#### [Request A]
Can you recast the records from the line with "Mark one point on every instance of the stainless" to the line with "pixel 588 108" as a two-column CSV with columns named instruction and answer? Give one row per record, with its text and its answer each in one quoted field and line breaks turned into spaces.

#### [Selected passage]
┏━━

The R² values observed for MOR against other properties (density, MOE, and dMOE) were considerably weak, especially for the hardwood species. This can likely be a result of reaction wood that might have constituted the panels. According to Clair et al. (2006b), microfibril angle (MFA) in tension wood is always lower than that of normal wood. Generally, lower MFA usually indicates higher strength for normal wood; even so, the case is not always the same for tension wood. This may thus model the stiffness (MOE) and dMOE (since NDT is known to also be reliant on MFA) as being higher, whereas ultimate strength is likely to be much less. This contrasting relationship can be associated with the higher spread seen in MOR graphs.

┗━━

#### [Request B]
In the passage on wood strength, how does the microfibril angle in tension wood compare with that of normal wood?

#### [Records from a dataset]

┏━━

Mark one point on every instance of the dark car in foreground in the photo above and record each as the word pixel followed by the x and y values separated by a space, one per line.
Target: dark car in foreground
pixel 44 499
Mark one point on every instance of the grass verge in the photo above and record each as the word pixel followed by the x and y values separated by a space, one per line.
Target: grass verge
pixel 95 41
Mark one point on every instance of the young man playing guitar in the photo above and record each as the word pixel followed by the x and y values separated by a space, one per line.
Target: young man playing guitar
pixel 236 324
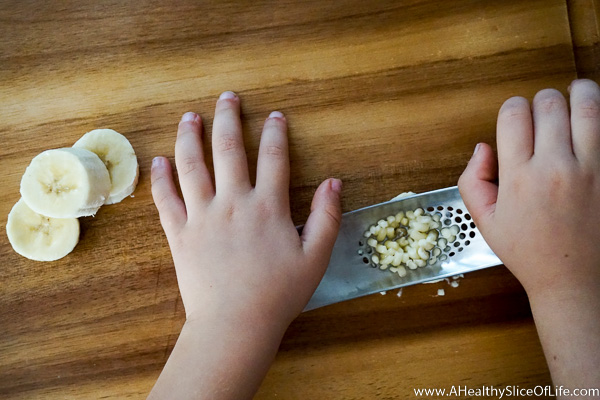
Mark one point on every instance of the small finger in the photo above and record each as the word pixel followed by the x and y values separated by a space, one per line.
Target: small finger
pixel 194 177
pixel 478 188
pixel 321 229
pixel 171 208
pixel 273 166
pixel 551 125
pixel 229 155
pixel 585 120
pixel 514 136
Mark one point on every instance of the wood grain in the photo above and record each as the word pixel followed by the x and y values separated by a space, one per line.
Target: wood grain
pixel 584 16
pixel 388 96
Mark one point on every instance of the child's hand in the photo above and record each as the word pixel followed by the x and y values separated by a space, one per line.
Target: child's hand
pixel 542 219
pixel 243 271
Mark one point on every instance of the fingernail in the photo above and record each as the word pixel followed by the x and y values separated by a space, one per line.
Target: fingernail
pixel 227 95
pixel 336 185
pixel 276 114
pixel 189 117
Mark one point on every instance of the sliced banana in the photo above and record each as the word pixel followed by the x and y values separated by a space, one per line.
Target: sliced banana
pixel 65 183
pixel 119 157
pixel 38 237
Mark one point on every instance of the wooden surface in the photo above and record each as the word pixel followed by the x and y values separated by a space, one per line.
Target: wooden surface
pixel 389 96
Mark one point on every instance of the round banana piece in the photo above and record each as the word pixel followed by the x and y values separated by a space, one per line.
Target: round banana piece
pixel 65 183
pixel 119 157
pixel 38 237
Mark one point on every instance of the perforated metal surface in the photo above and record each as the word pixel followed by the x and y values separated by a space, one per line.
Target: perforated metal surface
pixel 348 276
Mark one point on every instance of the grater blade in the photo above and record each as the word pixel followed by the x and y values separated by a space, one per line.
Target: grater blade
pixel 350 274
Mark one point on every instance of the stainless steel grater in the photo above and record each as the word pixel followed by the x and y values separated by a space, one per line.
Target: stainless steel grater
pixel 350 273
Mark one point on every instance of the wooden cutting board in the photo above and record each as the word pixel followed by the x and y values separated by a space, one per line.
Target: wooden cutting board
pixel 388 96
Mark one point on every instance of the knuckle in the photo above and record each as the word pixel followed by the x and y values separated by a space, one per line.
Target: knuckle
pixel 275 150
pixel 333 214
pixel 515 107
pixel 227 143
pixel 189 164
pixel 549 101
pixel 162 200
pixel 588 108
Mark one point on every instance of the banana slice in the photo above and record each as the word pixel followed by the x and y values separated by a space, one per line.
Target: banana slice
pixel 65 183
pixel 119 157
pixel 38 237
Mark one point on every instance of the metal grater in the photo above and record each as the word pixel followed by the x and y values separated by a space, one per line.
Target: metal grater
pixel 351 274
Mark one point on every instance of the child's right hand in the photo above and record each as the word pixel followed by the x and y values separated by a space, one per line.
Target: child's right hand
pixel 537 207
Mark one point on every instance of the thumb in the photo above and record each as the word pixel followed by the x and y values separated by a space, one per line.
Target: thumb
pixel 321 229
pixel 478 187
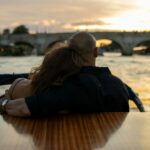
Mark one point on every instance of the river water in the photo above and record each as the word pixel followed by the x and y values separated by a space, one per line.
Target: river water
pixel 135 70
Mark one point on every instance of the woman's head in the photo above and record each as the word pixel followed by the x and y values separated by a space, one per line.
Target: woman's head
pixel 58 64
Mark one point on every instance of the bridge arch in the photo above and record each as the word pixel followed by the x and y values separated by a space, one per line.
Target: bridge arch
pixel 23 47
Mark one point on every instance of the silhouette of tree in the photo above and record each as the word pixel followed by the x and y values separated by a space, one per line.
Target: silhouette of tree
pixel 21 29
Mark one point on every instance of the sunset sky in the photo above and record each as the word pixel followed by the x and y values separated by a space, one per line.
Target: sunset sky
pixel 72 15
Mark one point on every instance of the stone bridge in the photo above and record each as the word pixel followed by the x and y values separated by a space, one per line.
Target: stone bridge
pixel 126 40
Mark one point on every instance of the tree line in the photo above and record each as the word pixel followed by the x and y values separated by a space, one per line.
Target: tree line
pixel 21 29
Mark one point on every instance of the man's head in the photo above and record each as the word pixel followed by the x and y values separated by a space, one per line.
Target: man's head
pixel 85 44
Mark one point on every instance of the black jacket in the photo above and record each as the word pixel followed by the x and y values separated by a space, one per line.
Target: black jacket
pixel 93 89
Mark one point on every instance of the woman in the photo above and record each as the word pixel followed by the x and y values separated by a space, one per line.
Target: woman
pixel 58 64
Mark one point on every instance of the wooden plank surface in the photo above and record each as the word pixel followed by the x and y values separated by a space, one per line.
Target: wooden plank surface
pixel 114 131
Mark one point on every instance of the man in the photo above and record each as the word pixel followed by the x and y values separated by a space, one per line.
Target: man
pixel 93 89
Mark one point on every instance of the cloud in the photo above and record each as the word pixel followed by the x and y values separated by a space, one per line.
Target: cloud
pixel 89 23
pixel 61 14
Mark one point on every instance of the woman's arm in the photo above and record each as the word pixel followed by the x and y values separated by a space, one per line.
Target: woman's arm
pixel 17 108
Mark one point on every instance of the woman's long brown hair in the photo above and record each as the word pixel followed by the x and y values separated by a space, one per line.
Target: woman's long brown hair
pixel 58 64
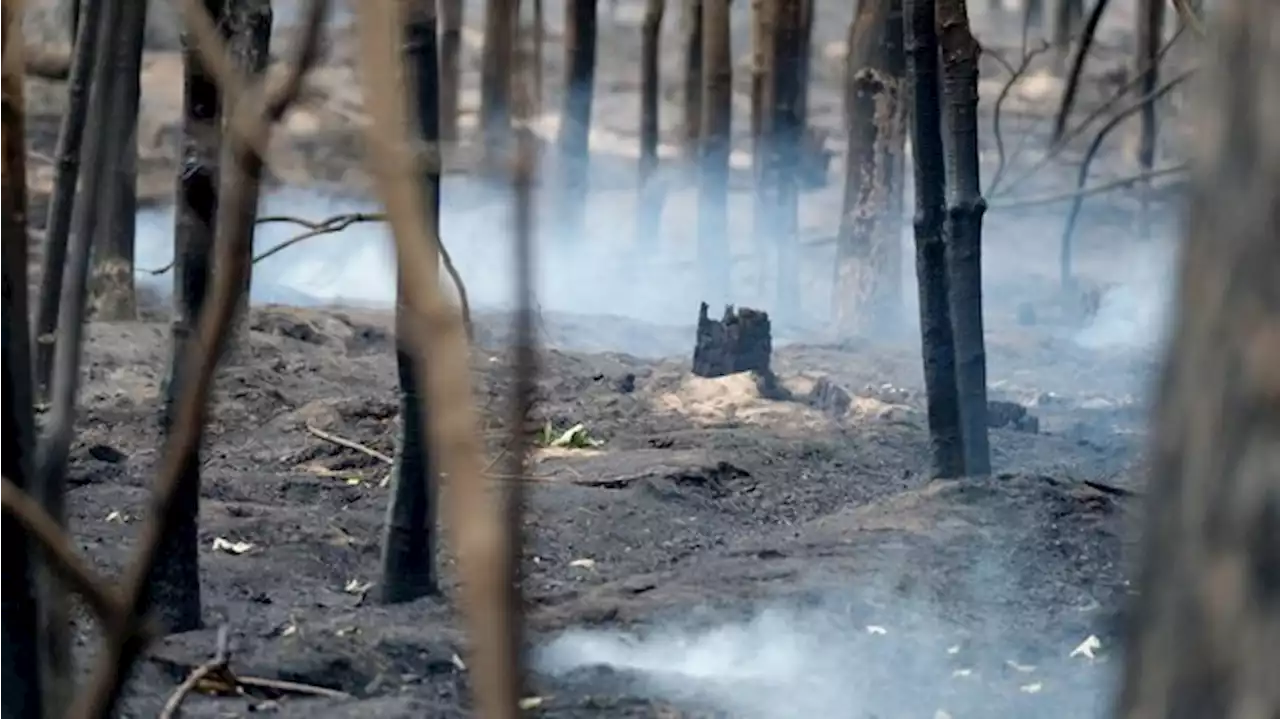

┗━━

#### [Full output A]
instruction,answer
"Mark one point on every instance of the stainless steel grater in the photo above and record each as the word pixel followed by the x and y values separated by a space, one per line. Target: stainless steel grater","pixel 350 273"
"Mark one point on every instance of the wooden cutting board in the photo above and record each as the word pixel followed by the x and y values separated by a space, one per line. Target: wooden cutting board","pixel 388 96"
"Mark one point on every instance of the knuckle in the photo above and record each as the word pixel followed by the x and y values separated by a space, one per line. Target: knuckle","pixel 275 150 pixel 333 214 pixel 515 107 pixel 227 143 pixel 189 164 pixel 549 101 pixel 162 200 pixel 588 108"

#### [Full output B]
It is always lower than that of normal wood.